Coordinate annotation records:
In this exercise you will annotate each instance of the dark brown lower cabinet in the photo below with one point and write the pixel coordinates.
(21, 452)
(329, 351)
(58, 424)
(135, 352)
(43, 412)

▸ **Exercise aim**
Output all of the data again, exactly.

▸ **Solution**
In this exercise you will annotate each instance of the dark brown lower cabinet in the photo below with one point and write the pixel coordinates.
(21, 452)
(329, 351)
(58, 424)
(135, 352)
(43, 412)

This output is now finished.